- [Work required] What lines in the data hold the string "like"? Show them.

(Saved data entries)
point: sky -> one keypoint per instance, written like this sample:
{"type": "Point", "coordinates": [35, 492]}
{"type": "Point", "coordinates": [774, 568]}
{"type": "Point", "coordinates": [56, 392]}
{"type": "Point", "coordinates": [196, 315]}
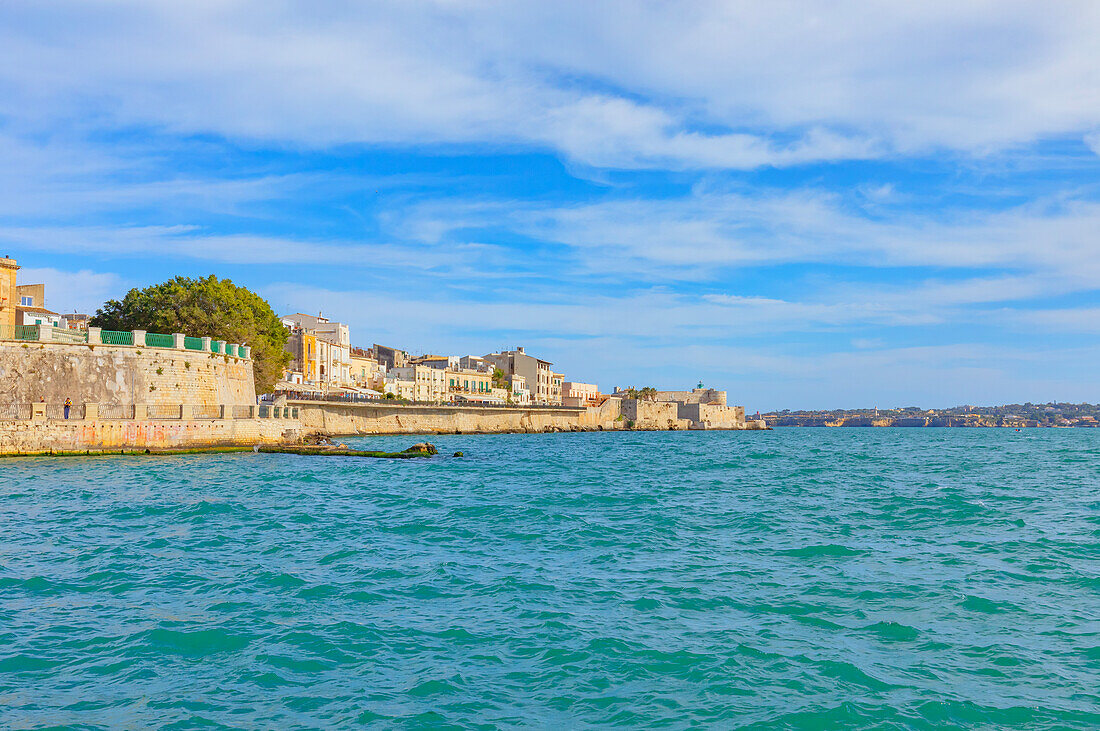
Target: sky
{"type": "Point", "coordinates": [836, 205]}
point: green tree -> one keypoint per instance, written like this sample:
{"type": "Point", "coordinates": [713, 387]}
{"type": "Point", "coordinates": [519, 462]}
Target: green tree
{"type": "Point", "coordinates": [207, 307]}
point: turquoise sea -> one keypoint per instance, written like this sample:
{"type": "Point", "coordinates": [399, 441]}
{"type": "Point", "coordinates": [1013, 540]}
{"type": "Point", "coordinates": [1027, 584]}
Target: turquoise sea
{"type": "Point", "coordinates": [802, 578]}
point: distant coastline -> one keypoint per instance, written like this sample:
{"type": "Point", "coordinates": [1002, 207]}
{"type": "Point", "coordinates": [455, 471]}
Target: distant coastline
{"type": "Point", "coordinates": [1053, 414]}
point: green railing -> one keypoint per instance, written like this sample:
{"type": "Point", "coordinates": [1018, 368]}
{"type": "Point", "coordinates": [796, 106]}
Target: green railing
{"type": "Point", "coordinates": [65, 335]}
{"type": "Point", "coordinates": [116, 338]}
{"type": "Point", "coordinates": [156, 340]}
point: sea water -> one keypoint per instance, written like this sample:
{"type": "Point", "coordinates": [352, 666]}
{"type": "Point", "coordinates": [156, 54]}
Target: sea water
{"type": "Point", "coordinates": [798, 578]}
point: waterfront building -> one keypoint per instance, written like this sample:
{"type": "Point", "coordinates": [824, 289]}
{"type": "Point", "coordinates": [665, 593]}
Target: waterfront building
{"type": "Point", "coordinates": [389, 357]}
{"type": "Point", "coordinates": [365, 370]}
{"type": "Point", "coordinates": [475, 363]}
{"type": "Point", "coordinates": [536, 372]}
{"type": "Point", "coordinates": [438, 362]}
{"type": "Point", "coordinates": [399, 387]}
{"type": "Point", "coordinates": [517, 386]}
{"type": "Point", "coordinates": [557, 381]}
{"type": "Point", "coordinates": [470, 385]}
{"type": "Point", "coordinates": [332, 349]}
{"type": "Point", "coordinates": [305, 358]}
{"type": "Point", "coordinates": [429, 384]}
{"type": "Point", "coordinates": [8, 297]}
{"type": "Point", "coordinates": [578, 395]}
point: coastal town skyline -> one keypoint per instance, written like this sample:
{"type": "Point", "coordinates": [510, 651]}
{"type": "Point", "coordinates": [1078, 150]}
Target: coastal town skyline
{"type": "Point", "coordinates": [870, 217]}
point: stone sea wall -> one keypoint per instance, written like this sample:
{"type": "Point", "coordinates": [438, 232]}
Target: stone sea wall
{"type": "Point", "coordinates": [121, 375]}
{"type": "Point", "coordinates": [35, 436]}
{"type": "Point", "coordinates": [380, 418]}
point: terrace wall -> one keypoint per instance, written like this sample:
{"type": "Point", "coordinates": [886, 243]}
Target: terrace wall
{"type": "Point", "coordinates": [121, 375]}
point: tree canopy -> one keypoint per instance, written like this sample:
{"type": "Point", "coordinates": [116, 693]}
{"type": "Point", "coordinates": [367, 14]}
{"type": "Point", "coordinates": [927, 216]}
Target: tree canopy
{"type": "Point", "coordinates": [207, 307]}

- [Expected answer]
point: sky -> one keypoint per instance, written like this sample:
point: green tree -> one keypoint per instance, written like this sample:
point: turquoise sea -> one keypoint per instance, written like this sample:
point: distant coastline -> one keypoint per instance, written like this sample:
point: green railing -> one keypoint per instance, written like this sample:
point: sea water -> one keypoint per instance, written like this sample:
point: waterfront building -> one keypoint per instance, written like this sample:
point: coastal town skyline -> one keypoint per instance, written like this sample:
point: stone sea wall -> one keypoint per instance, written like this sample:
point: terrace wall -> one keypoint per instance, written like this sample:
point: tree canopy -> one keypoint per instance, written like this sample:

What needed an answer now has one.